- **Extracted data**:
****
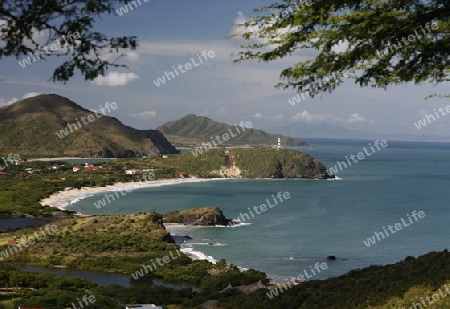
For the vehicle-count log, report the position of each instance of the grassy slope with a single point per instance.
(29, 128)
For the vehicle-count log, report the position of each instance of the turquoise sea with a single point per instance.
(322, 217)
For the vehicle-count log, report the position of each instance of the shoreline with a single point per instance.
(63, 199)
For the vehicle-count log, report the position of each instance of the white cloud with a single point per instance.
(223, 111)
(308, 117)
(277, 117)
(356, 117)
(258, 115)
(114, 79)
(145, 115)
(4, 102)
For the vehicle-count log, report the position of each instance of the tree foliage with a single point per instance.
(376, 43)
(29, 26)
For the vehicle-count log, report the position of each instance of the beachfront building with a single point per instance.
(133, 171)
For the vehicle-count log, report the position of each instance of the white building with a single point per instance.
(144, 306)
(133, 171)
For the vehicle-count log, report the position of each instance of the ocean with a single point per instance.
(322, 217)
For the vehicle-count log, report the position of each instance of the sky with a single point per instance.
(171, 33)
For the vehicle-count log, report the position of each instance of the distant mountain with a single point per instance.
(51, 125)
(325, 130)
(193, 130)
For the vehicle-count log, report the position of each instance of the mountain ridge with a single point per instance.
(192, 130)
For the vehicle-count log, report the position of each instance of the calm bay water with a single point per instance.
(321, 218)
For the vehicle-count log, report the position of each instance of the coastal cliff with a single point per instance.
(255, 162)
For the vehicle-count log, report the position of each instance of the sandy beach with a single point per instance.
(62, 199)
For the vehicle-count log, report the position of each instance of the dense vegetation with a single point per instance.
(256, 162)
(47, 115)
(264, 163)
(192, 130)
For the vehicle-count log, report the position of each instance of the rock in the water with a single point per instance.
(209, 215)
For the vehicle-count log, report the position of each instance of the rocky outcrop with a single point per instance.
(208, 216)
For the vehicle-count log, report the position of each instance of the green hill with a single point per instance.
(193, 130)
(32, 127)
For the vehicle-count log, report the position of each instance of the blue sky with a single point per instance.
(171, 33)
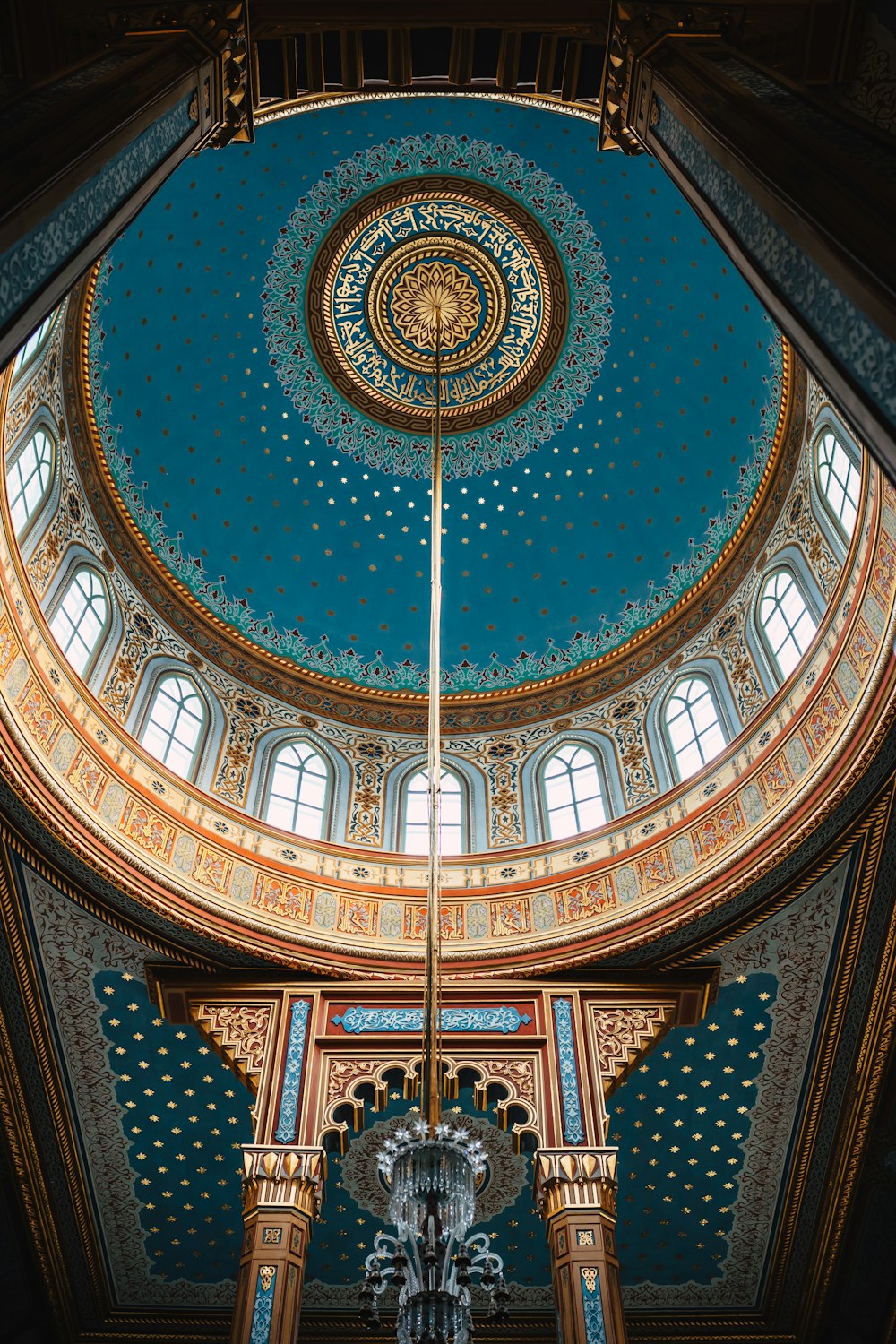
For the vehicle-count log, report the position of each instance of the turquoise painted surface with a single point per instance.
(549, 561)
(344, 1236)
(185, 1117)
(683, 1121)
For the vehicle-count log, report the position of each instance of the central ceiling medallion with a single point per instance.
(378, 277)
(435, 298)
(383, 239)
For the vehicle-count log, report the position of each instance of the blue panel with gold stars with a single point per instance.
(681, 1123)
(263, 378)
(185, 1117)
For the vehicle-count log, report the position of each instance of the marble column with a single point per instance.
(575, 1191)
(282, 1193)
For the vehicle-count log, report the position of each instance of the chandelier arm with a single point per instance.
(432, 1107)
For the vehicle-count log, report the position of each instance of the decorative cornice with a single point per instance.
(238, 1032)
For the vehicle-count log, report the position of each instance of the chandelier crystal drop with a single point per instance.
(430, 1167)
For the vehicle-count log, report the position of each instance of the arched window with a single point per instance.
(692, 725)
(300, 789)
(175, 723)
(29, 478)
(571, 792)
(416, 814)
(81, 617)
(32, 344)
(785, 620)
(839, 480)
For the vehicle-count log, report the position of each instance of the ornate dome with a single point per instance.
(261, 381)
(236, 408)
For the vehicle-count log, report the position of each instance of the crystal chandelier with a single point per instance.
(430, 1167)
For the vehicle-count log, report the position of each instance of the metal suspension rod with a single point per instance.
(432, 1107)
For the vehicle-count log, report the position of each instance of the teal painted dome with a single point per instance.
(263, 381)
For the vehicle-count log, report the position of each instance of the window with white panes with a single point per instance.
(32, 344)
(78, 623)
(416, 814)
(692, 725)
(300, 790)
(29, 478)
(571, 790)
(839, 480)
(785, 620)
(175, 723)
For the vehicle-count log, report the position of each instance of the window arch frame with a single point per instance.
(258, 787)
(40, 424)
(783, 564)
(829, 424)
(156, 675)
(40, 336)
(608, 779)
(56, 605)
(667, 758)
(470, 797)
(282, 745)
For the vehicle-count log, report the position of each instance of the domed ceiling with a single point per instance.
(261, 363)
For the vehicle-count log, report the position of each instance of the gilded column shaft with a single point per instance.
(282, 1191)
(575, 1191)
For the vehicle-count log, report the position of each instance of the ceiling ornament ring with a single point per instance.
(343, 284)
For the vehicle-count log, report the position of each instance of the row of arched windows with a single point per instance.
(570, 781)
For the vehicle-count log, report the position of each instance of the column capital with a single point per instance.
(575, 1179)
(634, 27)
(285, 1177)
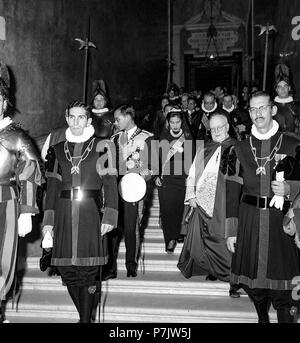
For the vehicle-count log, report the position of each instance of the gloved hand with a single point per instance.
(24, 224)
(278, 200)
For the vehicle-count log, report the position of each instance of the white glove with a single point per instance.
(278, 200)
(24, 224)
(47, 241)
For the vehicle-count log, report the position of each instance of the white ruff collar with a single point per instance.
(100, 111)
(5, 122)
(209, 111)
(267, 135)
(283, 100)
(88, 132)
(228, 109)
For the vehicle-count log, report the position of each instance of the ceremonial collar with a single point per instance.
(100, 111)
(5, 122)
(229, 110)
(209, 111)
(283, 100)
(131, 132)
(267, 135)
(88, 132)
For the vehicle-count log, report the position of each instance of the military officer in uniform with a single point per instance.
(133, 147)
(19, 177)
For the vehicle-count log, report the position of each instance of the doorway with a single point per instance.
(227, 73)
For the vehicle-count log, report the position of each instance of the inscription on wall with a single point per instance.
(224, 40)
(296, 30)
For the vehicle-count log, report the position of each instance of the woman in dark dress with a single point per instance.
(175, 149)
(72, 208)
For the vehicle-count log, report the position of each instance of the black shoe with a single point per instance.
(108, 276)
(45, 260)
(171, 246)
(131, 273)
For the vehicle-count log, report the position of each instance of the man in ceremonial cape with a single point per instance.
(134, 152)
(205, 247)
(19, 177)
(266, 258)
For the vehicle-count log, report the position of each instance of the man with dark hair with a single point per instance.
(267, 177)
(133, 156)
(73, 206)
(102, 114)
(288, 110)
(19, 177)
(209, 105)
(205, 249)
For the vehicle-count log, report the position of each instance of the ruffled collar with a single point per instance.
(5, 122)
(229, 110)
(100, 111)
(88, 132)
(267, 135)
(283, 100)
(209, 111)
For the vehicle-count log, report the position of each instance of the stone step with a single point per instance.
(147, 283)
(147, 262)
(116, 307)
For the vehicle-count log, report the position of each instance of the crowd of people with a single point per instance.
(227, 172)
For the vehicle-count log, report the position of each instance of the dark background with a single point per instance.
(132, 46)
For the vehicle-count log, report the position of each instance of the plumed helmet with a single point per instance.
(4, 81)
(99, 87)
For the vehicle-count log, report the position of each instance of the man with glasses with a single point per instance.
(205, 250)
(76, 170)
(288, 113)
(209, 106)
(267, 177)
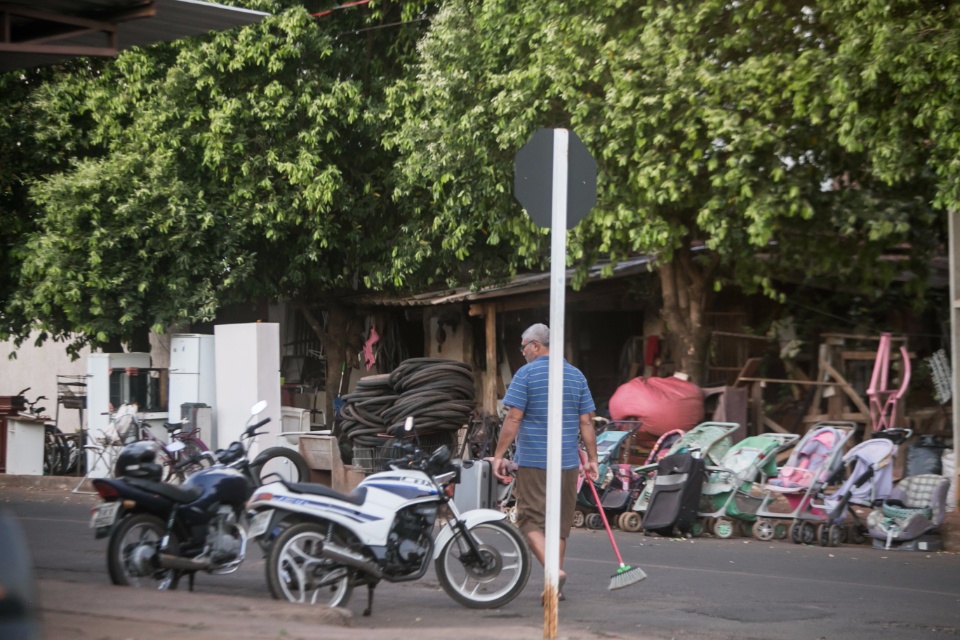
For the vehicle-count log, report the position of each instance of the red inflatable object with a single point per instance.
(661, 404)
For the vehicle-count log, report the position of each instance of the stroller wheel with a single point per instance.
(764, 530)
(795, 531)
(578, 518)
(723, 528)
(630, 521)
(835, 535)
(696, 528)
(856, 535)
(823, 535)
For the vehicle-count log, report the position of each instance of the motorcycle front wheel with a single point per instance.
(132, 552)
(494, 582)
(297, 572)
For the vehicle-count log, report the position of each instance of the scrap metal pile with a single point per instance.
(438, 394)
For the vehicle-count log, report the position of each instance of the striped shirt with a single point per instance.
(528, 392)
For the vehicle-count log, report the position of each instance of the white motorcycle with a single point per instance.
(320, 544)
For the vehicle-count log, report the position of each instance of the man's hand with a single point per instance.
(500, 469)
(591, 470)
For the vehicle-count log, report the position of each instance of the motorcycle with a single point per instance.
(321, 544)
(160, 532)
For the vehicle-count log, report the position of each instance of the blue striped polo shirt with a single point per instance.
(528, 392)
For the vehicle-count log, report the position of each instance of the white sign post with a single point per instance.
(529, 188)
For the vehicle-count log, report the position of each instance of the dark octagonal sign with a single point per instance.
(533, 179)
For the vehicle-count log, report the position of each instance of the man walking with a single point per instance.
(526, 422)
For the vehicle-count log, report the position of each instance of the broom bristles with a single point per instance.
(625, 576)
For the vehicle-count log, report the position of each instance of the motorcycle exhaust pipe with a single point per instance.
(342, 555)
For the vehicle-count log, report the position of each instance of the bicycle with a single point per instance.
(55, 450)
(181, 456)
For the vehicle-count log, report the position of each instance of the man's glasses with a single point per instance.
(523, 347)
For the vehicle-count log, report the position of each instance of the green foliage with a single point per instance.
(709, 120)
(240, 164)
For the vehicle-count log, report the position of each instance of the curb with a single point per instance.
(51, 483)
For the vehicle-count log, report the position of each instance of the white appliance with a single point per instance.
(193, 379)
(24, 446)
(248, 370)
(99, 366)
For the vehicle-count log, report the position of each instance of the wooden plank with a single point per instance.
(811, 383)
(844, 417)
(490, 373)
(847, 389)
(773, 426)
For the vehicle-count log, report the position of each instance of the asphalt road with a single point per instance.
(701, 588)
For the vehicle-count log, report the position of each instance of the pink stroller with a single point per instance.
(813, 463)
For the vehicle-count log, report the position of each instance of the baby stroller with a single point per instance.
(868, 483)
(615, 482)
(732, 491)
(710, 439)
(813, 463)
(915, 508)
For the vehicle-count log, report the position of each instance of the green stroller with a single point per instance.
(711, 439)
(732, 492)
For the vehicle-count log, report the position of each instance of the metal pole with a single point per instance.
(954, 243)
(558, 271)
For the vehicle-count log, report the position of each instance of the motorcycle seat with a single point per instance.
(354, 497)
(183, 495)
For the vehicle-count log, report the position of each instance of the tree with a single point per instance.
(716, 144)
(894, 89)
(216, 169)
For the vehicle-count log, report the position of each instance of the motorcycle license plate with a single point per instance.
(104, 515)
(260, 523)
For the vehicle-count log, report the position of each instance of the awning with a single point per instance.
(520, 284)
(43, 32)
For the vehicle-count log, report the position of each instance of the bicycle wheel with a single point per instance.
(53, 454)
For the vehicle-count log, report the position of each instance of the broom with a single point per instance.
(625, 575)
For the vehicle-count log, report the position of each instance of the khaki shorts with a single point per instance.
(531, 492)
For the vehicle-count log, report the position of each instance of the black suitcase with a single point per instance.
(478, 486)
(676, 494)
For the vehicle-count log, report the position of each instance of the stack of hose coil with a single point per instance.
(438, 394)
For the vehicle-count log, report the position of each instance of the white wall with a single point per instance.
(38, 368)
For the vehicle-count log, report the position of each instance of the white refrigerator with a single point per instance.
(193, 379)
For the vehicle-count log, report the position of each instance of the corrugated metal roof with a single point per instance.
(44, 32)
(523, 283)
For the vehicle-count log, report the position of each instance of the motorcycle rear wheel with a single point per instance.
(132, 549)
(508, 567)
(283, 462)
(296, 572)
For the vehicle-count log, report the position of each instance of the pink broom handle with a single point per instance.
(596, 499)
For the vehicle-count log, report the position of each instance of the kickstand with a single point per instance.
(369, 609)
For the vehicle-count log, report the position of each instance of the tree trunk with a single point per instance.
(685, 289)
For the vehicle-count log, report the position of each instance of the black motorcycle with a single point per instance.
(161, 532)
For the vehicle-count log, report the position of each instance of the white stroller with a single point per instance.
(868, 483)
(915, 508)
****
- **What this task involves**: Your answer must consist solely of the lines from the one containing "kickstand with a single point per instance." through the last line of the entries, reproduced exactly.

- **Exercise output**:
For the vehicle-count log, report the position of each instance of the kickstand with a single point per instance.
(369, 609)
For the vehicle-count log, report the position of each instance of the tree trunk with a single point per instance.
(685, 289)
For the vehicle-count log, report the position of each instance of the black motorcycle with a single point per instance.
(161, 532)
For the vehicle-count log, report the position of each instance of the white stroller with a single point per instance.
(868, 483)
(915, 508)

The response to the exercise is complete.